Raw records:
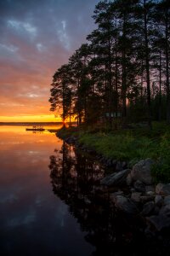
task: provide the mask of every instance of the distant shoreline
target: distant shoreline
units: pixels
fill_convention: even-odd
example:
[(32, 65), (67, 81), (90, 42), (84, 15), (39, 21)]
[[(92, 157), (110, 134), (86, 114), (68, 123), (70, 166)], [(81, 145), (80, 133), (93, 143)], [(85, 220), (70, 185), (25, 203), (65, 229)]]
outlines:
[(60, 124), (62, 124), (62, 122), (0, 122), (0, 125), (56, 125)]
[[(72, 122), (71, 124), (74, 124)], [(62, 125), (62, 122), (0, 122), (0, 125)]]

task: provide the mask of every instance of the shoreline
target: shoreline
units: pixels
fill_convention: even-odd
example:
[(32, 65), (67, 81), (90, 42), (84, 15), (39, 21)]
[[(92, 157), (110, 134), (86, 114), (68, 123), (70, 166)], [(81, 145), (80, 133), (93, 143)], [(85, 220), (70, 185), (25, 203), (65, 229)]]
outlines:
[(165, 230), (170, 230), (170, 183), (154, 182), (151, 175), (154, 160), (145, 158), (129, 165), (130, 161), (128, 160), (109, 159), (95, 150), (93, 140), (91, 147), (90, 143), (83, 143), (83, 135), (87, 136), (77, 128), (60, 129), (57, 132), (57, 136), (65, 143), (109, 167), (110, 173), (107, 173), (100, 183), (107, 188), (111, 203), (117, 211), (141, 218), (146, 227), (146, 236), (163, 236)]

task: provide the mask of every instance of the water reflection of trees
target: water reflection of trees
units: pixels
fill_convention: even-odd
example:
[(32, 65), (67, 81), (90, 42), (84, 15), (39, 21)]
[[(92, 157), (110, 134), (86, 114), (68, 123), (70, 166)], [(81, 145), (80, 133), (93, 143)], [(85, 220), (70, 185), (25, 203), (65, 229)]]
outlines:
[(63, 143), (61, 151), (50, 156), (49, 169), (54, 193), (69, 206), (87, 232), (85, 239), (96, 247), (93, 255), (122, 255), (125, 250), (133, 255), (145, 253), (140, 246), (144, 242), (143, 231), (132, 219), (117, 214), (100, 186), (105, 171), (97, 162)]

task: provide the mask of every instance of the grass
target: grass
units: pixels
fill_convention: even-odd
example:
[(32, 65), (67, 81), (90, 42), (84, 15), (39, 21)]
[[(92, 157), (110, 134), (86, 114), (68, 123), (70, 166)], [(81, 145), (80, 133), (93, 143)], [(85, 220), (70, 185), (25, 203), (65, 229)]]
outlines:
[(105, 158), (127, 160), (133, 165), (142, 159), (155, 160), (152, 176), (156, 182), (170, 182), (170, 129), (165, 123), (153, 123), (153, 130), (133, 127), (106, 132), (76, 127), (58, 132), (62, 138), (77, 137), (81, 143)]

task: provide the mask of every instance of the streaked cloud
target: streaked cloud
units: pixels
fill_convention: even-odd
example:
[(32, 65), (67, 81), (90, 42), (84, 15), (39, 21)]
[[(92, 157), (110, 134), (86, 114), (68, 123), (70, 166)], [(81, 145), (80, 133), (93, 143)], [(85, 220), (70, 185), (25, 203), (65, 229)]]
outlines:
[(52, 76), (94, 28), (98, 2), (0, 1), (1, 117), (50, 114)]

--

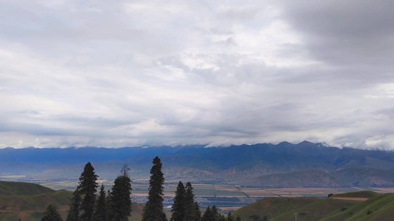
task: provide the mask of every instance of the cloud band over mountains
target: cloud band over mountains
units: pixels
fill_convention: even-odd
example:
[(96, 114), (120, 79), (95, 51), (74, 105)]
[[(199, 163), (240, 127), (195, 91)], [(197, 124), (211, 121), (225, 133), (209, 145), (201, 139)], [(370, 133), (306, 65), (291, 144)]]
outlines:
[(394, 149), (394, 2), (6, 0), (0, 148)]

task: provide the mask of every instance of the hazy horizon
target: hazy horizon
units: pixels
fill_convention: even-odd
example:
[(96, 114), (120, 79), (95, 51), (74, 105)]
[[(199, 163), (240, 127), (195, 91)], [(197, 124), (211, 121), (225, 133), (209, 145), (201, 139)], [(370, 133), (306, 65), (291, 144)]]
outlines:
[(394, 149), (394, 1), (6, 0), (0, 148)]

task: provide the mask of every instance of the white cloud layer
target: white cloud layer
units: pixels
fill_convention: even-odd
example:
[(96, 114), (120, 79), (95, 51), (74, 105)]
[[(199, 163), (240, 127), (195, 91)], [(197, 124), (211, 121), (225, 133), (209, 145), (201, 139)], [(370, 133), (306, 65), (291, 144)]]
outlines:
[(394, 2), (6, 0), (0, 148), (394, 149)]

Work instructions
Reproduce verbatim the lines of the material above, from the line with "task: provide the mask of every instance of the shoreline" up to and including the line with "171), (97, 162)]".

The completed task
task: provide the mask of every instance of the shoreline
target: shoreline
units: pixels
fill_convention: even-odd
example:
[(32, 65), (67, 81), (90, 42), (84, 15), (39, 21)]
[[(92, 157), (110, 134), (86, 114), (68, 123), (70, 166)], [(81, 145), (80, 133), (93, 143)], [(85, 220), (70, 185), (25, 203), (65, 229)]]
outlines:
[(165, 230), (170, 230), (170, 183), (154, 182), (151, 175), (154, 160), (145, 158), (129, 165), (130, 161), (128, 160), (109, 159), (95, 150), (93, 140), (91, 147), (90, 143), (83, 143), (83, 135), (87, 136), (77, 128), (60, 129), (57, 132), (57, 136), (65, 143), (109, 167), (110, 173), (107, 173), (100, 183), (107, 188), (111, 203), (117, 211), (141, 218), (146, 227), (146, 236), (163, 236)]

task: provide the mask of every instance of the water reflection of trees
target: water reflection of trees
units: pixels
fill_convention: even-odd
example:
[(32, 65), (67, 81), (90, 42), (84, 15), (39, 21)]
[[(92, 157), (110, 134), (86, 114), (68, 123), (70, 166)], [(81, 145), (80, 133), (93, 143)], [(85, 220), (70, 185), (25, 203), (65, 229)]]
outlines:
[(63, 143), (61, 151), (50, 156), (49, 169), (54, 193), (69, 206), (87, 232), (85, 239), (96, 247), (93, 255), (122, 255), (125, 250), (133, 255), (145, 253), (140, 246), (144, 242), (143, 231), (132, 219), (117, 214), (100, 186), (105, 171), (97, 162)]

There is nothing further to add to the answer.